• [TEXT SHOWN]
>> start

On Mon, Oct 24, 2022 at 5:47 AM Alessandro Vesely <[email protected]> wrote:

> On Sun 23/Oct/2022 14:16:30 +0200 Dotzero wrote:
> > On Sun, Oct 23, 2022 at 6:29 AM Alessandro Vesely <[email protected]>
> wrote:
> >> On Sat 22/Oct/2022 18:25:55 +0200 Dotzero wrote:
> >>> Unaligned signatures are orthogonal/irrelevant to DMARC. They may be
> useful in
> >>> other contexts. In the DKIM standard, signatures mean that the signer
> is
> >>> asserting some (unspecified) responsibility for the signed message.
> That may be
> >>> useful for some reputation systems.
> >>
> >> Somewhat skewed w.r.t. orthogonality, actually.  Indirect flows are
> >> explicitly mentioned in the I-D as a reason to override DMARC
> dispositions:
> >
> > DMARC only gives a pass if either SPF or DKIM passes. Unaligned DKIM
> > signatures will NEVER give a DMARC pass.
>
>
> How about dmarc=redeemed?
>
>
> >>     There MAY be an element for reason, meant to include any notes the
> >>     reporter might want to include as to why the disposition policy does
> >>     not match the policy_published, such as a Local Policy override
> >>     (possible values listed in Appendix A).
> >
> > Local Policy is just that. When a Receiver invokes Local Policy it is
> > saying "I don't care what DMARC says, I'm choosing to ignore DMARC
> Policy
> > and do something else".
>
>
> It is a local decision to trust an ARC seal or an unaligned signature,
> depending on the signing domains.  Yet, the decision can be made by the
> same
> filter which looked up the From: domain policy.
>
>
It may or may not be performed by the same filter which looked up the From:
domain policy. So what? That same filter may also consider reputation while
the SMTP session is held open. That doesn't make reputation part of DMARC.

>
>
> >> ARC too is a kind of unaligned signature, albeit with a bunch of
> >> additions. The extra information it carries, designed to bestow enough
> >> trust in the chain of custody to outweigh the self-referential reliance
> of
> >> aligned From:, doesn't substantially change the semantic of DKIM
> >> signatures.  And we should say how to report it, sooner or later.
> > > ARC != DMARC. It is a separate RFC that gives participants an
> alternative
> > means of evaluating mail flows when DKIM signatures are broken. Nothing
> > more and nothing less.
>

ARC is a different signature not an "unaligned signature".

>> end

• [SET PROBLEM A] According to the email thread, under what condition does DMARC give a pass?
• [SET PROBLEM B] Say whether each statement agrees with the email thread, and quote the deciding words: (i) Unaligned DKIM signatures can produce a DMARC pass. (ii) ARC is described as a separate RFC. (iii) Having the same filter consider reputation makes reputation part of DMARC.
• [SET PROBLEM C] Reproduce the email thread's wording from "On Mon, Oct" up to and including "the signed message.".
The data after this point is separate material, unrelated to the email thread.

• [RECORDED DATA]

>> start

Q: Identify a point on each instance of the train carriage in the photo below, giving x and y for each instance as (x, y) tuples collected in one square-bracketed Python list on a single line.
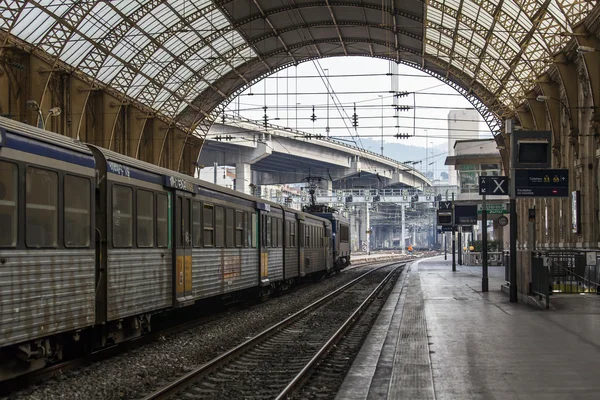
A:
[(225, 243), (47, 255), (290, 247), (93, 243), (315, 245), (135, 243)]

>> end

• [CORRECT ANSWER A] DMARC only gives a pass if either SPF or DKIM passes.

• [CORRECT ANSWER B]
(i) No: "signatures will NEVER give a DMARC pass."
(ii) Yes: "It is a separate RFC"
(iii) No: "That doesn't make reputation part of DMARC."

• [CORRECT ANSWER C]
On Mon, Oct 24, 2022 at 5:47 AM Alessandro Vesely <[email protected]> wrote:

> On Sun 23/Oct/2022 14:16:30 +0200 Dotzero wrote:
> > On Sun, Oct 23, 2022 at 6:29 AM Alessandro Vesely <[email protected]>
> wrote:
> >> On Sat 22/Oct/2022 18:25:55 +0200 Dotzero wrote:
> >>> Unaligned signatures are orthogonal/irrelevant to DMARC. They may be
> useful in
> >>> other contexts. In the DKIM standard, signatures mean that the signer
> is
> >>> asserting some (unspecified) responsibility for the signed message.